» TASK TO CARRY OUT
Only the lines starting at the one that contains "For this evaluation, locate the man's right" and running to the end should be repeated, exactly as written.

==== DATA RECORDS

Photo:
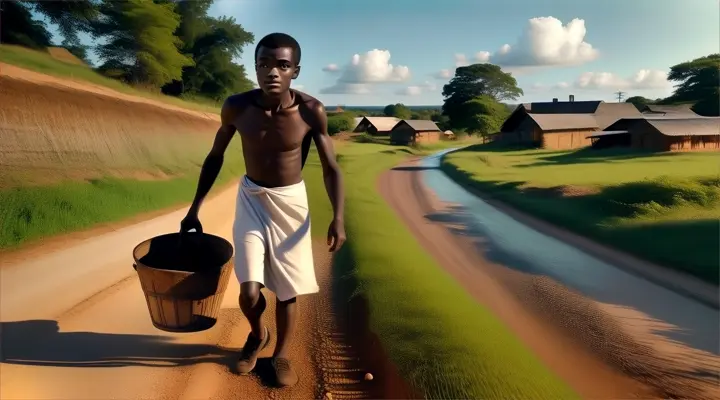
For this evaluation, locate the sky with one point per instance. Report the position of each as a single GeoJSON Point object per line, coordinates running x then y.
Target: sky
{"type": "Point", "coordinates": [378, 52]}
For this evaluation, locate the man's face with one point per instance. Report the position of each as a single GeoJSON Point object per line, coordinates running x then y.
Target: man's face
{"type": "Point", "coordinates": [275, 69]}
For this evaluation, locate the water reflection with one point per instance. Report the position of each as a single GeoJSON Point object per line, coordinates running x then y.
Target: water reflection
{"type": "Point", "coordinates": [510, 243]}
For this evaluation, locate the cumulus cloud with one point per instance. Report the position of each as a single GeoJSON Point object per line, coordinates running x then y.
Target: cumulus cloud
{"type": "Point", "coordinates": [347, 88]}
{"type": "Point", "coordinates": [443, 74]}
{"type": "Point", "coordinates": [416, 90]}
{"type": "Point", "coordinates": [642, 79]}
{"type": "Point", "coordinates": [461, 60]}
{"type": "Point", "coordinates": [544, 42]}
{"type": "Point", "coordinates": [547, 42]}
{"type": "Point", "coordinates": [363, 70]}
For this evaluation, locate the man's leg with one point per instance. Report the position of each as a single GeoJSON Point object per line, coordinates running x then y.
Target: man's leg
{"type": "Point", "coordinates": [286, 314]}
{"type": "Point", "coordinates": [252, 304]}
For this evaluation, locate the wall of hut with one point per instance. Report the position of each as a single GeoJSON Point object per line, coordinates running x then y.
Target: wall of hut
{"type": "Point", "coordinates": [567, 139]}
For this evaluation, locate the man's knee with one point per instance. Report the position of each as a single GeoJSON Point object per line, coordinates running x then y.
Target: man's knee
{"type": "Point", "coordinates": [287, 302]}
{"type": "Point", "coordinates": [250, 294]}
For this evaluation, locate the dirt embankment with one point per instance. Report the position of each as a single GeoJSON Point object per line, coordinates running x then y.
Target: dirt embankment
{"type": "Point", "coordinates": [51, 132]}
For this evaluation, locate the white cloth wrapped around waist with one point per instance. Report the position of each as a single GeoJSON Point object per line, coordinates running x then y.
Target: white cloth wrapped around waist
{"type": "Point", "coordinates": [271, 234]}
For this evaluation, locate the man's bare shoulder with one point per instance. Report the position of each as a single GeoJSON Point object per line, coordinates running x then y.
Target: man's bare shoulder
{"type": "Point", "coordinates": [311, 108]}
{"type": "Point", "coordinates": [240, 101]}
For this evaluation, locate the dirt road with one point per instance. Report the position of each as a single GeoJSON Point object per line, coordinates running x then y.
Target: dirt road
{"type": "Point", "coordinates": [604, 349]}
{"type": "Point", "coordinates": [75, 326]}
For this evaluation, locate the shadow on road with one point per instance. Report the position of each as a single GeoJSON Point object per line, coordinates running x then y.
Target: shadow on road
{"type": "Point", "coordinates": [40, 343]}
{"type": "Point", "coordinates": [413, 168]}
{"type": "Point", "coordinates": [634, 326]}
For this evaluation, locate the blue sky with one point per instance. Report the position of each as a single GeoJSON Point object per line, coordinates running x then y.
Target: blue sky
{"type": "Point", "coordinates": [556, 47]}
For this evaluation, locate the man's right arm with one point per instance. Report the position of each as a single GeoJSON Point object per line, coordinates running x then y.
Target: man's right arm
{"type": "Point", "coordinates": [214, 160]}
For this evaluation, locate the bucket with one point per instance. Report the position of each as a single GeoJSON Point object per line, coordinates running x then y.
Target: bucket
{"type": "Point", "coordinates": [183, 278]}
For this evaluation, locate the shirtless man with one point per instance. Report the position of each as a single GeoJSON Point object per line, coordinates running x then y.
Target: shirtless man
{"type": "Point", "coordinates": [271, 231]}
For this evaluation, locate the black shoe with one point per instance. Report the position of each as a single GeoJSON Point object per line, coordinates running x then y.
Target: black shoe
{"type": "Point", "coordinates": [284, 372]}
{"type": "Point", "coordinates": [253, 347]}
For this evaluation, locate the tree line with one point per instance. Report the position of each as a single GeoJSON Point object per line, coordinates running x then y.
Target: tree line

========

» ANSWER
For this evaluation, locate the man's right arm with one point per instance. Report the position of each as a single GeoJSON Point object per line, coordinates running x then y.
Target: man's right arm
{"type": "Point", "coordinates": [214, 160]}
For this evaluation, locate the bucket with one point per instance. Report the position of each as a single GeoJSON Point object per line, coordinates running x then y.
Target: bucket
{"type": "Point", "coordinates": [183, 278]}
For this evaluation, locate the shirtless man with one point per instance. Report the position of each as a single GeoJSON Point object per line, coordinates running x then y.
Target: shirtless man
{"type": "Point", "coordinates": [271, 231]}
For this evaluation, locate the black shoe with one point per instance. Report the position of each as a single GeoJSON Point object per line, coordinates running x then y.
Target: black shoe
{"type": "Point", "coordinates": [284, 372]}
{"type": "Point", "coordinates": [253, 347]}
For this evaluation, locate the tree line with one point per instance. Report the position of each as a single GeoJSON Point object per line, coordinates running x then y.
Target: tree line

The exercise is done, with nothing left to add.